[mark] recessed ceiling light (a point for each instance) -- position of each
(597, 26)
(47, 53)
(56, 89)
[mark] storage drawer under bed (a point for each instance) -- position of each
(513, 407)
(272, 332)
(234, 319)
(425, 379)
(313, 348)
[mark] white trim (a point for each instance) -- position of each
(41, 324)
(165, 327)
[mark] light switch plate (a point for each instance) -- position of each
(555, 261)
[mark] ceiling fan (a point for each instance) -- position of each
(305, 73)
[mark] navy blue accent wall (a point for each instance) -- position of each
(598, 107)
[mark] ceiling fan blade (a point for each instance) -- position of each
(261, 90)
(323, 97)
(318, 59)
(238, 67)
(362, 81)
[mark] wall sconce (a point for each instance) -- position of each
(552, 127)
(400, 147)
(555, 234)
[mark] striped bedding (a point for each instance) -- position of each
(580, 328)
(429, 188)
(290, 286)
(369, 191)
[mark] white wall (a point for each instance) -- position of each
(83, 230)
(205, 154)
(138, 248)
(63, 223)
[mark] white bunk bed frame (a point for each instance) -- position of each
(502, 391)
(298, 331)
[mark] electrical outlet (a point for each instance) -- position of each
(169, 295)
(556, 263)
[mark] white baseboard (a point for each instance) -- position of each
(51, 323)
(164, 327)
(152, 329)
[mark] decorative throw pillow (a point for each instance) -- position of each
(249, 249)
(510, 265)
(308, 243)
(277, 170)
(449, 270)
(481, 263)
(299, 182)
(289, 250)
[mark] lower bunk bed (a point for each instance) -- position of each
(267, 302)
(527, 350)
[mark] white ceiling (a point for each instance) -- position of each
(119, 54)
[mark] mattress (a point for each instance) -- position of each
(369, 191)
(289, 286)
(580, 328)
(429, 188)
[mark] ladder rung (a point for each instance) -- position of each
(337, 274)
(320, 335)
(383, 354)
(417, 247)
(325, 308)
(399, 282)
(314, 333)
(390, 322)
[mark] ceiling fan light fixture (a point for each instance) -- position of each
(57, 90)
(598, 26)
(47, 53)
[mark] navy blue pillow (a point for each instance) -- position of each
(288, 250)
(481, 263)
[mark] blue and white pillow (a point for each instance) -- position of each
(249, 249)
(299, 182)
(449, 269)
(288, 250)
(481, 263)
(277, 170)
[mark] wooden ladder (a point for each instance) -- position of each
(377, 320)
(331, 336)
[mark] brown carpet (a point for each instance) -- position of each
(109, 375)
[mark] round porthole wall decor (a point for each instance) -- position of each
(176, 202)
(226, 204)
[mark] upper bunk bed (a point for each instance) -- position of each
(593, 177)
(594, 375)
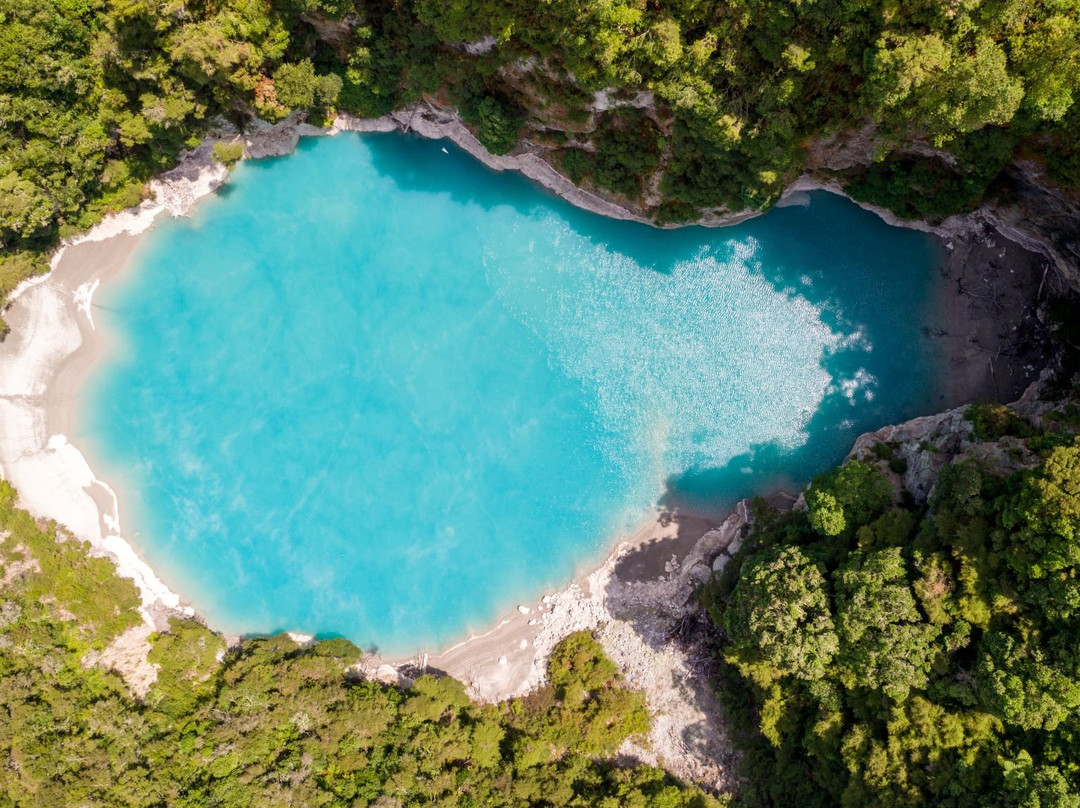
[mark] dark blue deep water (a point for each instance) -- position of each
(374, 389)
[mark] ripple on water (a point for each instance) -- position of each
(395, 411)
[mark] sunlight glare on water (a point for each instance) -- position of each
(373, 389)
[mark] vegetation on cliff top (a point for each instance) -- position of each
(98, 95)
(271, 723)
(878, 654)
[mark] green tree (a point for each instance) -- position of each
(780, 610)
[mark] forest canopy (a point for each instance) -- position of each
(719, 103)
(875, 652)
(272, 723)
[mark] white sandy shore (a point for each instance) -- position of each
(54, 341)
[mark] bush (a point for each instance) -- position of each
(228, 153)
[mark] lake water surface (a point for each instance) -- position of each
(374, 389)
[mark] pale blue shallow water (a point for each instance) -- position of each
(376, 390)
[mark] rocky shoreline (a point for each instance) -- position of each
(53, 335)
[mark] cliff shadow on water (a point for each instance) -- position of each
(515, 375)
(873, 283)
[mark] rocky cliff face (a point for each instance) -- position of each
(916, 450)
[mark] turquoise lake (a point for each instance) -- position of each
(374, 389)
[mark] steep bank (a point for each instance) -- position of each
(634, 617)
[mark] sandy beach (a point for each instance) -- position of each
(631, 600)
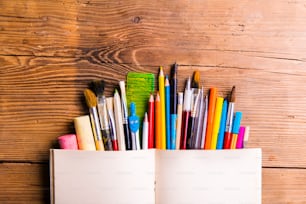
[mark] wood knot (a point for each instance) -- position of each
(136, 19)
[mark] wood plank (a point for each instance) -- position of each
(31, 183)
(158, 32)
(282, 186)
(40, 97)
(24, 183)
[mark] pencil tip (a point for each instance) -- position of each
(161, 72)
(196, 79)
(90, 97)
(233, 94)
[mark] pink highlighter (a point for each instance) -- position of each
(68, 141)
(240, 138)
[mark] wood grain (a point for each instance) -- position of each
(24, 183)
(51, 50)
(282, 186)
(41, 96)
(31, 183)
(223, 32)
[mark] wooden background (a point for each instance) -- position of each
(51, 50)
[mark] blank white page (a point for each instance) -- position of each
(210, 177)
(94, 177)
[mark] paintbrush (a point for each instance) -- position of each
(194, 109)
(91, 102)
(229, 120)
(98, 86)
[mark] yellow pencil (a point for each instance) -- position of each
(216, 123)
(157, 122)
(161, 80)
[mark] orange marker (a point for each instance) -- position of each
(210, 117)
(158, 134)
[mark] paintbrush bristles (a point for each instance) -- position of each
(196, 80)
(98, 87)
(233, 95)
(90, 97)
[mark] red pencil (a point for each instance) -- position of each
(186, 114)
(151, 122)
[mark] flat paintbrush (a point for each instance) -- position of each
(194, 109)
(103, 115)
(91, 102)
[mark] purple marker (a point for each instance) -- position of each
(240, 138)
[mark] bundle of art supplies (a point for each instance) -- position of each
(138, 117)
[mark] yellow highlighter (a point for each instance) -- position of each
(161, 81)
(235, 131)
(216, 122)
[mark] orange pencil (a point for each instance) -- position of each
(158, 134)
(210, 116)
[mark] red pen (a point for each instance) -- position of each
(229, 120)
(186, 114)
(151, 122)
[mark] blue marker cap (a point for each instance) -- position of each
(237, 120)
(133, 119)
(222, 125)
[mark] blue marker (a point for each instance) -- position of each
(167, 103)
(235, 131)
(134, 127)
(222, 125)
(173, 104)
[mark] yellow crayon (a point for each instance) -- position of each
(216, 122)
(161, 80)
(234, 141)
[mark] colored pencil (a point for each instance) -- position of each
(91, 101)
(110, 111)
(240, 138)
(127, 135)
(167, 103)
(229, 120)
(222, 125)
(195, 100)
(161, 81)
(204, 127)
(145, 132)
(235, 130)
(210, 116)
(196, 143)
(179, 119)
(158, 125)
(246, 136)
(186, 114)
(151, 122)
(103, 115)
(173, 104)
(216, 123)
(118, 121)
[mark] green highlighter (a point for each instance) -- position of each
(139, 87)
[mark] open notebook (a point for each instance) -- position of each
(156, 176)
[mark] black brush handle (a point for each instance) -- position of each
(127, 137)
(107, 140)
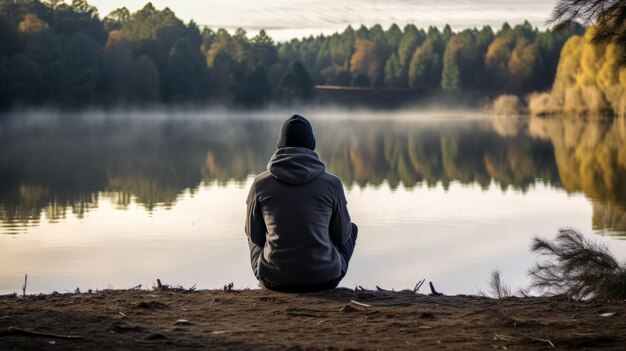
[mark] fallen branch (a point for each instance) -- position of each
(360, 303)
(540, 339)
(433, 291)
(15, 330)
(24, 286)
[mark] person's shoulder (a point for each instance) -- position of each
:::::
**PROBLEM TO SOLVE:** Copy all of the items above word for word, and leave out the pictures.

**RESULT OF THE EXERCISE:**
[mark] recessed ceiling light (a point for each instance) -- position of each
(597, 26)
(47, 53)
(56, 89)
[mark] storage drawer under bed (a point for each instance) -- position of each
(513, 407)
(272, 332)
(234, 319)
(425, 379)
(313, 348)
[mark] white trim (a point for each instance) -- position of each
(41, 324)
(165, 327)
[mark] light switch plate (a point for each instance) -- position of each
(555, 261)
[mark] ceiling fan (a point for each instance) -- position of each
(305, 73)
[mark] navy blue accent wall (a point for each instance) -- position of each
(598, 107)
[mark] ceiling fan blade (a point for each instance) -- position of each
(261, 90)
(323, 97)
(318, 59)
(238, 67)
(362, 81)
[mark] wall sconce (a point for each instance) -- position of each
(552, 127)
(400, 147)
(555, 234)
[mark] striped bedding (a point for each instance) -- position of each
(580, 328)
(429, 188)
(290, 286)
(369, 191)
[mark] white wall (a point for each instance) -- position of each
(83, 230)
(205, 154)
(138, 248)
(63, 223)
[mark] white bunk bed frame (a point for each instance) -- position of each
(502, 391)
(298, 331)
[mark] electrical outlet (a point for each instance) -- position of each
(169, 295)
(556, 263)
[mark] white baseboard (a point for each instance) -- position of each
(51, 323)
(164, 327)
(152, 329)
[mark] decorative throw pillow (a point for each instance) -- position of each
(249, 249)
(510, 265)
(308, 243)
(277, 170)
(449, 270)
(481, 263)
(299, 182)
(289, 250)
[mark] lower bunk bed (a point for each instance) -- position of each
(267, 302)
(527, 350)
[mark] white ceiling (a point for each instance) -- position of each
(119, 54)
[mark] mattress (a point for each instance) -- position of each
(369, 191)
(289, 286)
(580, 328)
(429, 188)
[mark] ladder rung (a point for each instance) -- position of each
(337, 274)
(320, 335)
(383, 354)
(417, 247)
(325, 308)
(399, 282)
(314, 333)
(390, 322)
[mark] ceiling fan light fixture (a point for each instance) -- position of each
(57, 90)
(598, 26)
(47, 53)
[mark] navy blue pillow (a point for each instance) -- position of each
(288, 250)
(481, 263)
[mark] blue and white pillow (a point for each instance) -- position of each
(249, 249)
(299, 182)
(449, 269)
(288, 250)
(481, 263)
(277, 170)
[mark] wooden ladder (a point for each instance) -- position of each
(377, 320)
(331, 336)
[mark] brown carpet (a point for each instance) -- position of each
(109, 375)
[mark] round porthole wall decor (a point for each instance) -- position of each
(176, 202)
(226, 204)
[mark] upper bunk bed (a point for each instance) -- position of each
(593, 177)
(594, 375)
[mark] dark blue deep water (a point for each instance) -- position of each
(374, 389)
[mark] ripple on water (a point for each instance) -- position of each
(395, 411)
[mark] sunlight glare on water (a point for each instance) -- position of each
(373, 389)
[mark] vegetation on cliff top (a point for each instance) -- position of each
(98, 95)
(271, 723)
(878, 654)
[mark] green tree (a point for each instance) -- position of each
(780, 610)
[mark] forest canopy (a point for each instance) -- position of each
(719, 103)
(875, 652)
(272, 723)
[mark] white sandy shore (a point for each instance) -- position of each
(54, 341)
[mark] bush (a point for each instance) -- position of each
(228, 153)
[mark] lake water surface (a point for each instance) -- position of each
(374, 389)
[mark] pale blue shallow water (a point for each instance) -- position of each
(376, 390)
[mark] rocky shoreline (a point for each instance) -- position of each
(53, 335)
[mark] cliff shadow on water (a point for each instance) -- position of each
(515, 375)
(873, 283)
[mark] rocky cliff face (a point for each instance) -- position of each
(916, 450)
[mark] turquoise lake (a point for each instance) -- position of each
(374, 389)
[mark] steep bank (a point for each instance) -- position of each
(634, 617)
[mark] sandy beach (a point for each instance) -- position of each
(631, 600)
[mark] wood knot (a point for each instance) -- position of each
(136, 19)
[mark] wood plank (a point for each instance) -- position of each
(31, 183)
(158, 32)
(282, 186)
(40, 97)
(24, 183)
[mark] pencil tip (a point for each instance) -- position of each
(161, 72)
(196, 79)
(90, 97)
(233, 94)
[mark] pink highlighter (a point for each instance) -- position of each
(68, 141)
(240, 138)
[mark] wood grain (a point for each instance) -- position of each
(24, 183)
(51, 50)
(282, 186)
(41, 96)
(31, 183)
(223, 32)
[mark] wooden background (a point for each instance) -- position of each
(51, 50)
[mark] blank white page (a point for each instance) -- position of each
(210, 177)
(94, 177)
[mark] paintbrush (a point for each instance) -- position of each
(194, 109)
(91, 102)
(229, 120)
(98, 86)
[mark] yellow pencil (a point for each instance) -- position of each
(216, 123)
(157, 122)
(161, 80)
[mark] orange marker (a point for each instance) -- position of each
(210, 117)
(158, 134)
[mark] paintbrush bristles (a point for each instance) -- position of each
(196, 80)
(98, 87)
(233, 95)
(90, 97)
[mark] red pencil (a point for each instance) -- position of each
(186, 114)
(151, 122)
[mark] flat paintbrush (a point for each instance) -- position of each
(194, 109)
(103, 115)
(91, 102)
[mark] purple marker (a point for each instance) -- position of each
(240, 138)
[mark] bundle of art supplies (a point for each instance) -- position of each
(138, 117)
[mark] yellow highlighter (a point for each instance) -- position of each
(161, 81)
(235, 131)
(216, 122)
[mark] orange pencil (a point for each instance) -- position of each
(158, 134)
(210, 116)
[mark] red pen (a point for each instance) -- position of each
(229, 120)
(186, 114)
(151, 122)
[mark] blue marker cap (a point for each instance) -- position of each
(237, 120)
(133, 119)
(222, 125)
[mark] blue marker (a point for each instance) -- position of each
(167, 103)
(235, 131)
(134, 127)
(222, 125)
(173, 104)
[mark] yellow crayon (a point for each instance) -- position of each
(216, 122)
(161, 80)
(234, 141)
[mark] colored pencil (a point for each instance) -- position of each
(91, 101)
(110, 111)
(240, 138)
(127, 135)
(167, 103)
(229, 120)
(222, 125)
(195, 100)
(161, 81)
(204, 127)
(145, 132)
(235, 130)
(210, 116)
(196, 143)
(179, 119)
(158, 125)
(246, 136)
(186, 114)
(151, 122)
(103, 115)
(173, 104)
(216, 123)
(118, 121)
[mark] green highlighter (a point for each instance) -- position of each
(139, 87)
[mark] open notebook (a point for each instance) -- position of each
(156, 176)
[mark] black brush handle (a point for each instance) -- position of each
(127, 137)
(107, 140)
[mark] fallen branch (a point for each instance) -- position of each
(360, 303)
(540, 339)
(433, 291)
(15, 330)
(24, 286)
[mark] person's shoulder (a point for each instance) -- position of each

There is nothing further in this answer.